* _Given instruction_
Go through the listing and set it down exactly, leaving out its pictures.
+++
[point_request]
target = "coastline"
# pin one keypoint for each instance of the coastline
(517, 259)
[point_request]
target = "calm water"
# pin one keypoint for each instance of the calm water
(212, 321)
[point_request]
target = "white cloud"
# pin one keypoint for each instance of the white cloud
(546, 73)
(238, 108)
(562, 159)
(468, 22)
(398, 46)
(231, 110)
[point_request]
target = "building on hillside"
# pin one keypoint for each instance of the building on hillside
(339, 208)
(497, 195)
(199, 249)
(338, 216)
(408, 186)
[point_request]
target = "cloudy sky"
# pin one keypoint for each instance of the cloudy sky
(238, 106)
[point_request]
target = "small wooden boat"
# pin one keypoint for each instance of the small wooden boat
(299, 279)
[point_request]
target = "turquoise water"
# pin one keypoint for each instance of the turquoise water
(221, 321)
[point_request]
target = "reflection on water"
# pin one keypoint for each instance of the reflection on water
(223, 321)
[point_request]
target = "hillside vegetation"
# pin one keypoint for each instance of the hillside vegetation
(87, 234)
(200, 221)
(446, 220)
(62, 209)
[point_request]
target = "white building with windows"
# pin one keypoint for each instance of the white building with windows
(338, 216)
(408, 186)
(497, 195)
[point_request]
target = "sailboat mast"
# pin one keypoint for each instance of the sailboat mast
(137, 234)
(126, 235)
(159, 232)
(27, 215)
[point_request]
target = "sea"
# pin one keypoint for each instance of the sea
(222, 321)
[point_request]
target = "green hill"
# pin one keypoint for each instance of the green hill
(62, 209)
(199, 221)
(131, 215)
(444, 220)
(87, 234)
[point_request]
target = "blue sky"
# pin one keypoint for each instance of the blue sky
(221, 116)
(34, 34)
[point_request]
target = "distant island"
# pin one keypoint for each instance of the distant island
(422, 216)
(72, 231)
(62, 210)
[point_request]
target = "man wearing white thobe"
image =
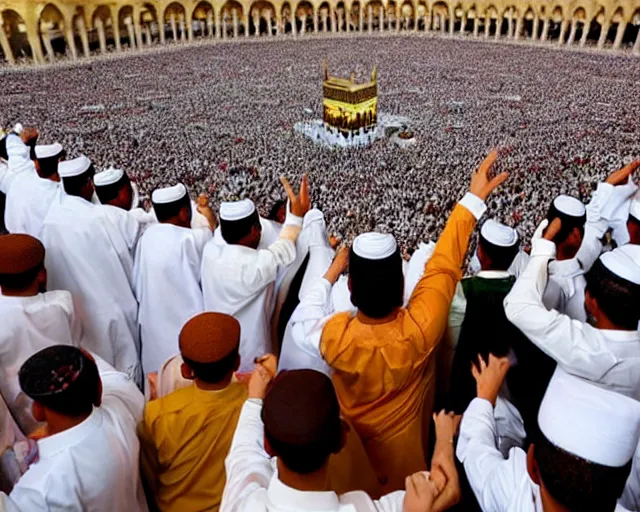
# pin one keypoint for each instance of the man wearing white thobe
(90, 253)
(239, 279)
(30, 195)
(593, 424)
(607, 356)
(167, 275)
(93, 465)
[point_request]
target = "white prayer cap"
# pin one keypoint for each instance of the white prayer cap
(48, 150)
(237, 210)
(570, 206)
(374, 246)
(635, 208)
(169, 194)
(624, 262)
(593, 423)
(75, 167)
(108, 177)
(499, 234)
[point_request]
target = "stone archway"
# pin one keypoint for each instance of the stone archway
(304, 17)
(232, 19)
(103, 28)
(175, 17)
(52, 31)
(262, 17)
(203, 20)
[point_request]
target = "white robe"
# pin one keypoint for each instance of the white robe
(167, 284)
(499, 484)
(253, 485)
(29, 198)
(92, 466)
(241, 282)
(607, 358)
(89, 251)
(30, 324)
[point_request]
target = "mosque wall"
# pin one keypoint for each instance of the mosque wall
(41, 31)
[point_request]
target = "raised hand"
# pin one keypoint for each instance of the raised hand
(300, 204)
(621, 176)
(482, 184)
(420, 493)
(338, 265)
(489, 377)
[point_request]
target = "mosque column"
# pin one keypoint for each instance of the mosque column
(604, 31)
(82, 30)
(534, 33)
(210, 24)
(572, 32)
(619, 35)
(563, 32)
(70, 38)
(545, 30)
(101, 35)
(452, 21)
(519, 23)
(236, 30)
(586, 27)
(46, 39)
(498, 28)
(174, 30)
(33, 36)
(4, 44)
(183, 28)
+++
* _Correct response_
[point_request]
target = "coastline"
# pin one keypoint for each instance of the coastline
(517, 259)
[point_request]
target = "calm water"
# pin one keypoint for each instance of the calm water
(212, 321)
[point_request]
target = "white cloud"
# pin one keypoint for each instance of the white cloud
(546, 73)
(238, 108)
(562, 159)
(468, 22)
(398, 46)
(231, 110)
[point_request]
target = "building on hillside"
# pin one keypoint for each instance of the building on hillside
(339, 208)
(497, 195)
(199, 249)
(338, 216)
(408, 186)
[point_request]
target = "cloudy sky"
# pin one keypoint for each instance of the cloudy sky
(238, 106)
[point_request]
target = "small wooden boat"
# pin one keypoint for each instance of the small wooden boat
(299, 279)
[point_request]
target = "turquoise water"
# pin one keypoint for each instance of the turquoise water
(221, 321)
[point_request]
target = "reflection on water"
# pin one keypoint for each instance of the reflection on water
(223, 321)
[point_request]
target = "hillside vegetation"
# pin one keypoint for each instance of the hillside vegetation
(87, 234)
(200, 221)
(446, 220)
(62, 209)
[point_request]
target = "white building with windows"
# pin one keypoint for each instance of the white building with windows
(338, 216)
(408, 186)
(497, 195)
[point_request]
target = "sailboat mast"
# pin one keypoint for each instance of the sailboat mast
(137, 234)
(126, 235)
(159, 232)
(27, 215)
[point_request]
target = "sea"
# pin one keypoint for each instance of the sea
(222, 321)
[point_request]
target = "green hill"
# pin one keypoint for each instance of the green hill
(62, 209)
(199, 221)
(131, 215)
(444, 220)
(87, 234)
[point_request]
target = "blue sky"
# pin one keypoint for each instance of the blue sky
(221, 116)
(34, 34)
[point_request]
target = "distant island"
# pin one keypoint for each instance of the distant island
(422, 216)
(72, 231)
(62, 210)
[point_request]
target = "man wearing white thobe"
image =
# pin one keypoint for each instance of the man wearing white thobe
(90, 253)
(239, 279)
(30, 195)
(593, 424)
(607, 356)
(167, 275)
(93, 465)
[point_request]
target = "white prayer cap"
# pin one keypoint for each instance of the white prayer cap
(48, 150)
(237, 210)
(570, 206)
(374, 246)
(635, 208)
(169, 194)
(624, 262)
(593, 423)
(75, 167)
(108, 177)
(499, 234)
[point_request]
target = "stone archway"
# pin one keypoint for each instance of the stone archway
(304, 17)
(232, 19)
(103, 28)
(175, 17)
(52, 31)
(262, 17)
(203, 20)
[point_request]
target = "white robe"
# pin one keypoint for each instance of the white robe
(167, 284)
(499, 484)
(253, 485)
(29, 198)
(92, 466)
(241, 282)
(607, 358)
(89, 251)
(30, 324)
[point_request]
target = "mosque wall"
# pin one keypoint for each instance of the mosque wall
(41, 31)
[point_request]
target = "raised hand"
# pin one keypoint for each instance of the raised hand
(300, 204)
(621, 176)
(482, 184)
(420, 493)
(338, 265)
(489, 377)
[point_request]
target = "mosque column"
# pin one keypoint for each instance of the mosque column
(604, 31)
(82, 30)
(534, 33)
(210, 24)
(572, 32)
(619, 35)
(563, 32)
(70, 38)
(545, 30)
(101, 35)
(452, 21)
(519, 23)
(236, 30)
(586, 27)
(46, 39)
(498, 28)
(174, 30)
(33, 36)
(4, 44)
(183, 28)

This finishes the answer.